Stated goal → All material below is to be reproduced exactly.

◆ ◆ ◆ ◆ ◆

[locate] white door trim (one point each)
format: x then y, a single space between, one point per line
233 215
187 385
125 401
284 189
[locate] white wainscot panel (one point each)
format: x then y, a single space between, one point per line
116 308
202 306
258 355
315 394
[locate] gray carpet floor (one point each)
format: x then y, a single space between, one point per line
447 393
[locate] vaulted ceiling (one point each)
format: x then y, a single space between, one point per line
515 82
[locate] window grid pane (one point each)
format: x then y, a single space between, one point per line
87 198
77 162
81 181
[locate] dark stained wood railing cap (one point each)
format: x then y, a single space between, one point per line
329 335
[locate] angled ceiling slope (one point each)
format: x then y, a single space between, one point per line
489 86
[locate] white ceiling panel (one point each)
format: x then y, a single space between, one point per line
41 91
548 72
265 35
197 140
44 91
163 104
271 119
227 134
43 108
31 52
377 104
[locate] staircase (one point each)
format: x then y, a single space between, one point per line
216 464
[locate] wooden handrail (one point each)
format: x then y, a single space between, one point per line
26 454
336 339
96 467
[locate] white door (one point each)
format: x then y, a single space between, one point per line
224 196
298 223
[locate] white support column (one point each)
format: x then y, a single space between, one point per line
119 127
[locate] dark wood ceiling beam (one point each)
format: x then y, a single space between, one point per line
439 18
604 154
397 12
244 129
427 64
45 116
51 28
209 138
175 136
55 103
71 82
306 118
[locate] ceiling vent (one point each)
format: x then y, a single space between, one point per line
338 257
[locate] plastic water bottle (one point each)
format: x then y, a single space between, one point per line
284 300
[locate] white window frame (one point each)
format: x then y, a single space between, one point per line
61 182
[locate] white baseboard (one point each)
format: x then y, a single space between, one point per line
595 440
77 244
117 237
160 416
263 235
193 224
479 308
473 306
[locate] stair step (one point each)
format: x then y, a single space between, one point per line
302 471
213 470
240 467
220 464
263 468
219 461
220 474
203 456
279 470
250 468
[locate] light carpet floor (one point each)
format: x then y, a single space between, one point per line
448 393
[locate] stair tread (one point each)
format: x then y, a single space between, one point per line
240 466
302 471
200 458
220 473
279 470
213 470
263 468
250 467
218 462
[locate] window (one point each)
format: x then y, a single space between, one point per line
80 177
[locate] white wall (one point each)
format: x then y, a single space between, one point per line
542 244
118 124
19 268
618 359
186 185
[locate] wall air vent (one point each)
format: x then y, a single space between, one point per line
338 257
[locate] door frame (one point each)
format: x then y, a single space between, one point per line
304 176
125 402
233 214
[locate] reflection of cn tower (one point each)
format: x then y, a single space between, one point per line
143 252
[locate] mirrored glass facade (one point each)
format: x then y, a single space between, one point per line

◆ ◆ ◆ ◆ ◆

Solved problem →
[locate] white door trim (one point each)
format: x then y, a single space between, one point per line
233 215
187 385
125 401
284 189
[locate] white wainscot panel (one point each)
format: x then y, a single space between, one point per line
116 308
202 306
258 355
315 394
[locate] gray carpet floor (one point each)
format: x then y, a single space between, one point per line
447 393
[locate] vaulted ceiling (one point each)
format: x then y, a single space between, one point per line
515 82
[locate] window grid pane (one point each)
format: x then y, a single space between, one point per line
87 198
77 162
81 181
[locate] dark stained wood railing cap (one point each)
format: x then y, a single space between, one point per line
329 335
[locate] angled ceiling slope (one point each)
format: x then y, a single space between, one point per line
489 86
[locate] white ceiling panel (one point each)
format: x then y, a single space between, one point per line
41 91
548 72
265 35
197 140
44 91
163 104
271 119
227 134
43 108
31 52
377 104
[locate] staircase (one point each)
format: x then y, a single space between, one point per line
216 464
[locate] wooden handrail (one point each)
format: x then y, a single space between, one point per line
26 454
336 339
96 467
[locate] white door (one point each)
format: x then y, a single space between, one point per line
224 196
298 223
[locate] white support column (one point each)
format: x then y, a single space between, one point per line
119 127
[locate] dark wood ceiling beam (one point each)
format: x then y, a single space between, one point per line
439 18
604 154
397 12
244 129
427 64
45 116
51 28
209 138
175 136
55 103
71 82
306 118
[locate] ceiling vent (one point each)
format: x then y, a single space between, one point per line
338 257
[locate] plastic water bottle (one point each)
format: x then y, a single space between, one point per line
284 300
[locate] white window frame (one point each)
format: x then y, a single space between, one point per line
61 182
[locate] white baseboard (one point each)
format: x then y, a single space between, one point per line
595 440
77 244
117 237
160 416
263 235
193 224
479 308
473 306
[locate] stair step (one point each)
format: x then y, a single space between, one point per line
302 471
213 470
240 467
220 464
263 468
219 461
220 474
203 456
279 470
250 468
[locate] light carpet floor (one point each)
format: x then y, a single space between, one point per line
448 393
[locate] stair tread (one point each)
format: x then y, a single space between, one point per line
240 466
302 471
200 458
220 473
279 470
213 470
263 468
250 467
218 462
[locate] window (one point each)
format: x then y, a single space between, one point per line
80 177
[locate] white wall (one point each)
format: x then y, a single space between, one point per line
542 244
118 124
19 268
618 359
186 185
[locate] wall air vent (one point each)
format: x then y, a single space between, one point per line
338 257
[locate] door frame (one point each)
format: x then y, a single space between, one point per line
304 176
125 402
233 214
[locate] reflection of cn tower (one point each)
format: x then y, a single space between, one point per line
143 252
[locate] mirrored glass facade (one point each)
format: x then y, a single space between, one point per line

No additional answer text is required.